*Work instructions*:
Copy out the records below, swapping each "Wanted" for "Needed" and leaving everything else the same. Omit the pictures.

*Records supplied*:
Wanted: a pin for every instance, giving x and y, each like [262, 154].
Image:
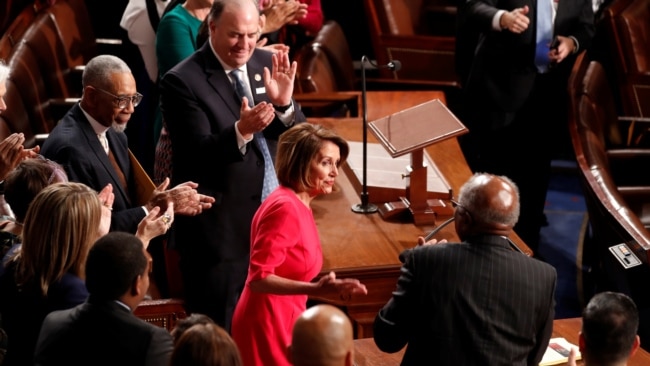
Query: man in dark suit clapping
[477, 302]
[225, 106]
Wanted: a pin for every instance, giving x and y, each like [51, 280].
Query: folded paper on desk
[417, 127]
[557, 352]
[385, 180]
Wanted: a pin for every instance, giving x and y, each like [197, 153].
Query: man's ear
[581, 343]
[635, 345]
[137, 286]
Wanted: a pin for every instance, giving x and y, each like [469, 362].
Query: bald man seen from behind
[477, 302]
[322, 336]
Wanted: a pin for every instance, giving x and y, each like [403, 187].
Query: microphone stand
[364, 207]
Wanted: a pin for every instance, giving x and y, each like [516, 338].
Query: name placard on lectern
[386, 174]
[410, 131]
[416, 128]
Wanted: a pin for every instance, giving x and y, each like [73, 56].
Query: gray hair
[219, 6]
[470, 198]
[4, 72]
[98, 70]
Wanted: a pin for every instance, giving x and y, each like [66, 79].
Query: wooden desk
[367, 353]
[365, 246]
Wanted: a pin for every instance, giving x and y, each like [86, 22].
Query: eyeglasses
[456, 205]
[123, 102]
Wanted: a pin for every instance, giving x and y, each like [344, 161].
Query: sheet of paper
[557, 352]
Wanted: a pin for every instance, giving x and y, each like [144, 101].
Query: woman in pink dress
[285, 248]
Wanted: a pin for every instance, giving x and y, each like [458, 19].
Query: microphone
[365, 206]
[392, 65]
[450, 220]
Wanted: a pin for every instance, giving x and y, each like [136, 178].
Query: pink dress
[285, 242]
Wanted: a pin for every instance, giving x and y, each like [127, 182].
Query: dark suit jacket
[200, 108]
[503, 70]
[101, 333]
[74, 144]
[474, 303]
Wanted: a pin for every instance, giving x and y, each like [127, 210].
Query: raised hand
[279, 81]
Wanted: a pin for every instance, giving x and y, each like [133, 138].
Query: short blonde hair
[61, 225]
[297, 148]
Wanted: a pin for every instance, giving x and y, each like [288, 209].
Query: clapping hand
[344, 287]
[12, 152]
[184, 197]
[279, 81]
[154, 224]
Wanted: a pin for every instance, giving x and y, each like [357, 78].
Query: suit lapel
[100, 154]
[218, 79]
[256, 79]
[120, 152]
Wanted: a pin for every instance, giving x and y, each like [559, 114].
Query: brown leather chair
[62, 78]
[426, 59]
[13, 31]
[634, 29]
[615, 211]
[74, 31]
[332, 42]
[627, 24]
[30, 108]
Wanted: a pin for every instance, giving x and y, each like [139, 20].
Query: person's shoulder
[538, 265]
[176, 14]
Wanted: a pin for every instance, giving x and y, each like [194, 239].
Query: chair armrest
[162, 312]
[634, 119]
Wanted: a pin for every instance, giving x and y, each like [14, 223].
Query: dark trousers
[523, 149]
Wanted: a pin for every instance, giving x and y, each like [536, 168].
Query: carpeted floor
[561, 239]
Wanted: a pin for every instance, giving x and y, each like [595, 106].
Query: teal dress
[175, 40]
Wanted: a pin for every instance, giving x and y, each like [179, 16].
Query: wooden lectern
[410, 131]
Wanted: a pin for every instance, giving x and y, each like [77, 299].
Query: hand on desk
[430, 242]
[186, 200]
[344, 287]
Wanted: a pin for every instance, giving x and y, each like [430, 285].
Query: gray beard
[118, 128]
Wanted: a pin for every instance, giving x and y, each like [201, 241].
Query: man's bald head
[322, 336]
[489, 204]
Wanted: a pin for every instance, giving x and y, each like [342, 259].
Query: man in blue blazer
[477, 302]
[225, 106]
[103, 330]
[515, 96]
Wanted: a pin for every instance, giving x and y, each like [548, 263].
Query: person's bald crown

*Output for this exercise*:
Needed: a pin for every instance, giving x and y, each like [262, 154].
Image:
Query: man in dark suit clapping
[477, 302]
[225, 106]
Needed: a pin for every instance, giving x and y, each like [51, 280].
Query: folded paper on desk
[417, 127]
[557, 352]
[385, 180]
Needed: a pin for every instance, giving x and y, each like [197, 153].
Query: man's ear
[581, 343]
[635, 345]
[137, 286]
Needed: a pin for every instance, giving x and y, each like [469, 362].
Query: bald man seen from behind
[477, 302]
[322, 336]
Needed: a pin for every instance, giving x and y, each like [403, 187].
Query: microphone stand
[364, 207]
Needed: a pin for every instance, giving x and y, each like [516, 338].
Query: name placard on lectern
[386, 174]
[410, 131]
[416, 128]
Needed: a pin for every instance, giving x and y, each like [73, 56].
Query: gray hair
[219, 6]
[470, 198]
[4, 72]
[98, 70]
Needed: a pin for every instance, giving x and y, each like [66, 79].
Query: wooden desk
[367, 353]
[365, 246]
Needed: a pin for every instance, giving x and y, each like [86, 22].
Query: eyeglasses
[456, 205]
[123, 102]
Needed: a pin for every instance, giving x and y, each like [344, 161].
Query: sheet of paper
[557, 352]
Needed: a pin for every instance, giving x and y, each like [144, 101].
Query: woman in pink dress
[285, 248]
Needed: a pin for every instance, giving x and y, each like [458, 19].
Query: microphone
[365, 206]
[392, 65]
[450, 220]
Needed: a pin for every instance, giving x and y, each like [136, 178].
Query: pink dress
[285, 242]
Needed: a pin for every instance, giving x and y, each like [127, 182].
Query: dark suit jacket
[200, 108]
[503, 70]
[101, 333]
[74, 144]
[474, 303]
Needed: a pin for every instance, giving x and y, each like [127, 210].
Query: raised hand
[279, 81]
Needed: a pin for every instance, giving x and y, each like [133, 138].
Query: short blonde hair
[61, 225]
[297, 148]
Needed: a pin for every instance, giving x and y, each like [288, 209].
Query: clapping hand
[344, 287]
[12, 152]
[184, 197]
[279, 81]
[154, 224]
Needed: a pin for every instance, giving x and y, each like [357, 78].
Query: suit lapel
[100, 154]
[218, 79]
[256, 79]
[120, 152]
Needed: a pin for every instance, giving x and y, each like [559, 114].
Query: brown leather chair
[62, 78]
[426, 59]
[13, 31]
[634, 29]
[615, 211]
[74, 31]
[332, 42]
[627, 24]
[30, 108]
Needed: a pin for every instance, giving x and y, each like [139, 20].
Query: person's shoulder
[538, 265]
[176, 14]
Needed: a pin for every instance, giving x and y, each like [194, 239].
Query: chair armrest
[162, 312]
[634, 119]
Needed: a pin for every instance, giving x and y, each like [14, 223].
Query: dark trousers
[523, 149]
Needed: a pin for every instance, giving x and y, each like [536, 168].
Query: carpeted floor
[561, 239]
Needed: a pin for every instance, giving x and y, each like [595, 106].
Query: teal dress
[175, 40]
Needed: a pin for every instance, giving x and y, each like [179, 16].
Query: wooden lectern
[410, 131]
Needed: a pin for every instance, giving x and y, each like [77, 299].
Query: hand on desk
[430, 242]
[186, 200]
[344, 287]
Needed: a pin for every instance, giving x and y, each like [430, 285].
Query: gray beard
[118, 128]
Needed: a pin for every instance, giving x and y, each like [201, 241].
Query: man's bald head
[322, 336]
[489, 204]
Needed: a pin for every instance, giving x and y, each like [342, 259].
Query: man in blue blazer
[477, 302]
[225, 106]
[103, 330]
[515, 96]
Needed: a pin for every instance, giving x and y, each like [548, 263].
Query: person's bald crown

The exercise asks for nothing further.